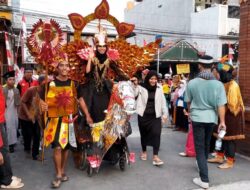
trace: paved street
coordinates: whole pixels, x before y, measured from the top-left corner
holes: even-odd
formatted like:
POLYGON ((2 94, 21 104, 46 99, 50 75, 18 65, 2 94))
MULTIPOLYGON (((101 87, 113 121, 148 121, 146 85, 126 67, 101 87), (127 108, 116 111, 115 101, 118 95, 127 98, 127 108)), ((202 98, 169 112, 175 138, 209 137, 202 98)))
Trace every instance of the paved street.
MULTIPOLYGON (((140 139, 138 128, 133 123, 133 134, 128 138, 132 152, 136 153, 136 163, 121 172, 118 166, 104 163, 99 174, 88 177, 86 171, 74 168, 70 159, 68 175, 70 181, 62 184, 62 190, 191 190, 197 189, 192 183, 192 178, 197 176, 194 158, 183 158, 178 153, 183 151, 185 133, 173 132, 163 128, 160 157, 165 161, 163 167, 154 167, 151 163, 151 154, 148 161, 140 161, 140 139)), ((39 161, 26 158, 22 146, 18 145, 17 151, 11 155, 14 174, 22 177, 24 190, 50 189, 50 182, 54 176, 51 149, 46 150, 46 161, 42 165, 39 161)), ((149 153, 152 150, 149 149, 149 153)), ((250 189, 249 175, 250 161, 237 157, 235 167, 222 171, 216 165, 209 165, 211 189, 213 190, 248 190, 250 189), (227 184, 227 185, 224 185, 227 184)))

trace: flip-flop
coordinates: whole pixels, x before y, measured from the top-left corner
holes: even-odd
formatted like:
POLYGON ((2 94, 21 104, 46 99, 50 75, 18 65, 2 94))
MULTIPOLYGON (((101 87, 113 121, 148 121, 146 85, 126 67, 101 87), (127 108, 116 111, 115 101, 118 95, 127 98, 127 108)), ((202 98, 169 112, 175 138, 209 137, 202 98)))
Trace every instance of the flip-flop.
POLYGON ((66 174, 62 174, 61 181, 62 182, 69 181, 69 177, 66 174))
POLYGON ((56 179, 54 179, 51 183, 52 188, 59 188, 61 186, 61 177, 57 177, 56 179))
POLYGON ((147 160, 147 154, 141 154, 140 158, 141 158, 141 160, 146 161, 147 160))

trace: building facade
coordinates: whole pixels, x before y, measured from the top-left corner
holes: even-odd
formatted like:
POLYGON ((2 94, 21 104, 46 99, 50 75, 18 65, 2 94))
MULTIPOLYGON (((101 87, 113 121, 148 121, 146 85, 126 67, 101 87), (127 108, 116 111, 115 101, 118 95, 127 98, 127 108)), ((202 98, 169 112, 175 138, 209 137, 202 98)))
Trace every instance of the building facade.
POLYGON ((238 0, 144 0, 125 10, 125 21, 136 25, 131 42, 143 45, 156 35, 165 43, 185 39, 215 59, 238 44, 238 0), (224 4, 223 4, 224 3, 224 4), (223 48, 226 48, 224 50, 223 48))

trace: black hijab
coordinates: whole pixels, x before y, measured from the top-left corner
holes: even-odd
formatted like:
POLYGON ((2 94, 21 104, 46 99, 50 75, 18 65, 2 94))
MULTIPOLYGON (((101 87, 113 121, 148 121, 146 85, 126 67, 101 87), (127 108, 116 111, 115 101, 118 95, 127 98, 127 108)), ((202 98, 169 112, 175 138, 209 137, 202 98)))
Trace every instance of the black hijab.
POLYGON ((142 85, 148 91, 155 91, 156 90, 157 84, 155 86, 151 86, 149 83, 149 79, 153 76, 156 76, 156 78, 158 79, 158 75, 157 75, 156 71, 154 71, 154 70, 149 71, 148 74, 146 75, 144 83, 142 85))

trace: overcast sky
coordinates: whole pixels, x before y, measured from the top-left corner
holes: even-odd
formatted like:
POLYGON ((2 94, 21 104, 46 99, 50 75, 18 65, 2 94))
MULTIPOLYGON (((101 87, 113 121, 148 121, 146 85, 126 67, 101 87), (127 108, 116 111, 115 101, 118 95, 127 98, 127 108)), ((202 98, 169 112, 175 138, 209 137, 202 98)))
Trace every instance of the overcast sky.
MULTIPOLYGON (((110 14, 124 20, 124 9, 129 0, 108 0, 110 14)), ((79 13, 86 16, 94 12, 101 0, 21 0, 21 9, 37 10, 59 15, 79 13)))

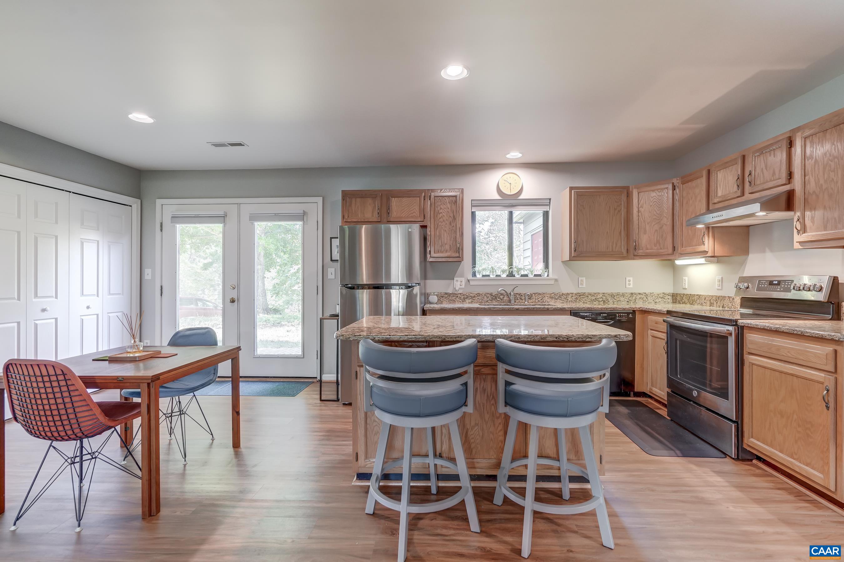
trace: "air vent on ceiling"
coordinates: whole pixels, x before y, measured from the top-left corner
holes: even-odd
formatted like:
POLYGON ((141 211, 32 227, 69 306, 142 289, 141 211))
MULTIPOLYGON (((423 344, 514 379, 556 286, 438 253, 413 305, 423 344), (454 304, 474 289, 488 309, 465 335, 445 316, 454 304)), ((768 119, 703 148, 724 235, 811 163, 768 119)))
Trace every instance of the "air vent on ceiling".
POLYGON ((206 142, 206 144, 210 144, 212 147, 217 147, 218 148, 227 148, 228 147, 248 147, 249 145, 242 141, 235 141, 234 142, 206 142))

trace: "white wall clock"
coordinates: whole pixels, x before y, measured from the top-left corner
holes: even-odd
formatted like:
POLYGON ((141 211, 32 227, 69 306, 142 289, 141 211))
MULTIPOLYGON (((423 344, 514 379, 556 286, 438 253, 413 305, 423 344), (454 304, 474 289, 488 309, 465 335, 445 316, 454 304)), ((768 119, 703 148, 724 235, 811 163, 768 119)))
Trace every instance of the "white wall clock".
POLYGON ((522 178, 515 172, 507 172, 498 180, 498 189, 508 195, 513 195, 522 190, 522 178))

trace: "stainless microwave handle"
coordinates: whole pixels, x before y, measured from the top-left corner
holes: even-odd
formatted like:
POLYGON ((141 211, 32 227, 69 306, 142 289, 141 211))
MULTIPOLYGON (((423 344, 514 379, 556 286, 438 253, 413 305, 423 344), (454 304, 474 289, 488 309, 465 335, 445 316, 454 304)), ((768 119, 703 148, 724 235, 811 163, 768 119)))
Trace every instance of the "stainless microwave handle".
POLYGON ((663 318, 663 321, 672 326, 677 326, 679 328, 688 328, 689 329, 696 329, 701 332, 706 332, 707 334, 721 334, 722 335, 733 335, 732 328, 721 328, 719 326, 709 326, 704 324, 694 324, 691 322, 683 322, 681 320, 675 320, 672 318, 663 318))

----------------------------------------

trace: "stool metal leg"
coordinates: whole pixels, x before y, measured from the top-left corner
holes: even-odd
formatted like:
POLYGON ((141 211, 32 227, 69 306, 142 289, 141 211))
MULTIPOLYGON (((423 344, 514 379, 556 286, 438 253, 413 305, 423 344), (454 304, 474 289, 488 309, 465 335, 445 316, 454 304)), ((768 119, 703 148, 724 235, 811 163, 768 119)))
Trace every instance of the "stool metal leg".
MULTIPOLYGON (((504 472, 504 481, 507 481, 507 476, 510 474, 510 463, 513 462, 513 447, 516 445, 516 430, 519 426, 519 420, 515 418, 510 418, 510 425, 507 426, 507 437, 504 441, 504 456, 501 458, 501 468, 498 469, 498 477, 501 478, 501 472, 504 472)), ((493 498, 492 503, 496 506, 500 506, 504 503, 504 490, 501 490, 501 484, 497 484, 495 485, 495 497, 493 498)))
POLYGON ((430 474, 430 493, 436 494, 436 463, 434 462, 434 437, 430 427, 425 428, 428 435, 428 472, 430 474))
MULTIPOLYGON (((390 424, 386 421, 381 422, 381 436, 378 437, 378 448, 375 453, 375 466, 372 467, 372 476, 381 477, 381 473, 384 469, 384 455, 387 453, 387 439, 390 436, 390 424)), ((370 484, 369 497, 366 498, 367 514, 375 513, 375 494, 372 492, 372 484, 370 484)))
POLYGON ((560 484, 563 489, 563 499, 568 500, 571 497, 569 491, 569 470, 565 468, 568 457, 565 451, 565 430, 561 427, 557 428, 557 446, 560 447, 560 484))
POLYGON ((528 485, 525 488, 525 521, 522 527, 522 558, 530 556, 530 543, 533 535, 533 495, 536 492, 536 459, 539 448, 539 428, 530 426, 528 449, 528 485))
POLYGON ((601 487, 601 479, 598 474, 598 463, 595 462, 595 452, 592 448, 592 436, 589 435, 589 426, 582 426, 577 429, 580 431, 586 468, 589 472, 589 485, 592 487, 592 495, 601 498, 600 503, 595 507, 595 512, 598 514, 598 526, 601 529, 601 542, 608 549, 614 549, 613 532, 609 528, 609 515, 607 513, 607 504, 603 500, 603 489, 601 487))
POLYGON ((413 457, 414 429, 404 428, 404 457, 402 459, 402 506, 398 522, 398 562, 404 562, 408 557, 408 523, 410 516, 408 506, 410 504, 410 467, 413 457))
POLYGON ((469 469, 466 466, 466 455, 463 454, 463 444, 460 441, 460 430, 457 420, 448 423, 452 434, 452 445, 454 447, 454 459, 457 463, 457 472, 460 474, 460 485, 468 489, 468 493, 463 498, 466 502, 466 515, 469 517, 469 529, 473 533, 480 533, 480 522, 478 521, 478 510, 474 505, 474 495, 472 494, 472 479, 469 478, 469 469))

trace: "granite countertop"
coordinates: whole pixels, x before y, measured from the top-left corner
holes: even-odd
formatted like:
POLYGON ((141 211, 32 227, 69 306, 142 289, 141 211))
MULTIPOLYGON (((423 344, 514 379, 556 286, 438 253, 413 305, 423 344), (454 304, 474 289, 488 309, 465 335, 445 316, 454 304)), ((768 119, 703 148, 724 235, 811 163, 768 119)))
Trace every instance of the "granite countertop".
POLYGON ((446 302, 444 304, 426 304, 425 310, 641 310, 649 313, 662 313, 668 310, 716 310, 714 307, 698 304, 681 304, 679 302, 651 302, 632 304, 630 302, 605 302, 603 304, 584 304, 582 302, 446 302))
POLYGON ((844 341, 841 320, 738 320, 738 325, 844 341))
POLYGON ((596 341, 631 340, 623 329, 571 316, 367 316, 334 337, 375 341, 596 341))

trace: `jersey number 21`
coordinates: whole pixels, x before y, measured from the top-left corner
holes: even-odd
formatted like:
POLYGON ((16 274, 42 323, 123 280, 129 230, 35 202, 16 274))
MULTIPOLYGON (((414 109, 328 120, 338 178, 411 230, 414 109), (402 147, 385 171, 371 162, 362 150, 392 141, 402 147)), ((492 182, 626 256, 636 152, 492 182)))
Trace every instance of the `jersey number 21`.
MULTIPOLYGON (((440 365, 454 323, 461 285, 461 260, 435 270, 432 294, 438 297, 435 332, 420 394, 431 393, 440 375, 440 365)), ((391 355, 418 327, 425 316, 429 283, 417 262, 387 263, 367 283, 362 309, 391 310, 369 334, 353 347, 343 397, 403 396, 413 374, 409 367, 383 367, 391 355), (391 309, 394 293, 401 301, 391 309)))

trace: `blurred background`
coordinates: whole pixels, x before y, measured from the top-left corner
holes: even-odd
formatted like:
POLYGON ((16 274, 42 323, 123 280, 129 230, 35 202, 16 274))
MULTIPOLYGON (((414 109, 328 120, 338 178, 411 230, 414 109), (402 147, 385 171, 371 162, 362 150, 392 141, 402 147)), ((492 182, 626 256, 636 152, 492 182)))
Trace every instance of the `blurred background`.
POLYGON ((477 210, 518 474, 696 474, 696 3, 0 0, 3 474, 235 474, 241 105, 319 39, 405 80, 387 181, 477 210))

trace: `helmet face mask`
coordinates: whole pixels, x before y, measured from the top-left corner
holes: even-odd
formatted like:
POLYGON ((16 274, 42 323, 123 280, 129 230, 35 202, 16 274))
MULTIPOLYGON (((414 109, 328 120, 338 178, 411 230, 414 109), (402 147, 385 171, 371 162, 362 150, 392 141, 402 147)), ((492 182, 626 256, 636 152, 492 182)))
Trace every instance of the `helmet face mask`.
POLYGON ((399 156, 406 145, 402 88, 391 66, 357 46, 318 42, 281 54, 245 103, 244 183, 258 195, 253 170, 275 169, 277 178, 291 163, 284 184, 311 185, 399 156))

----------------------------------------

REQUIREMENTS: Retype the stretch of lines from the line containing "trace: flip-flop" through the line containing "POLYGON ((238 0, 144", both included, with nothing changed.

FINAL RESULT:
trace: flip-flop
coordinates: whole pixels, x before y, measured from the top-left corner
holes: even-odd
formatted like:
POLYGON ((2 94, 21 104, 46 99, 50 75, 18 65, 2 94))
MULTIPOLYGON (((101 87, 113 121, 148 121, 146 85, 126 67, 101 87), (127 108, 116 111, 115 101, 118 95, 127 98, 127 108)), ((202 98, 169 112, 175 138, 209 137, 202 98)))
Trace every instance of the flip-flop.
POLYGON ((66 174, 62 174, 61 181, 62 182, 69 181, 69 177, 66 174))
POLYGON ((56 179, 54 179, 51 183, 52 188, 59 188, 61 186, 61 177, 57 177, 56 179))
POLYGON ((147 160, 147 154, 141 154, 140 158, 141 158, 141 160, 146 161, 147 160))

trace: building facade
coordinates: whole pixels, x before y, measured from the top-left corner
holes: even-odd
formatted like:
POLYGON ((2 94, 21 104, 46 99, 50 75, 18 65, 2 94))
MULTIPOLYGON (((101 87, 113 121, 148 121, 146 85, 126 67, 101 87), (127 108, 116 111, 115 101, 118 95, 127 98, 127 108)), ((202 98, 169 112, 175 138, 209 137, 202 98)))
Trace every instance of the building facade.
POLYGON ((238 0, 144 0, 125 10, 125 21, 136 25, 131 42, 143 45, 156 35, 165 43, 185 39, 215 59, 238 44, 238 0), (224 4, 223 4, 224 3, 224 4), (223 48, 226 48, 224 50, 223 48))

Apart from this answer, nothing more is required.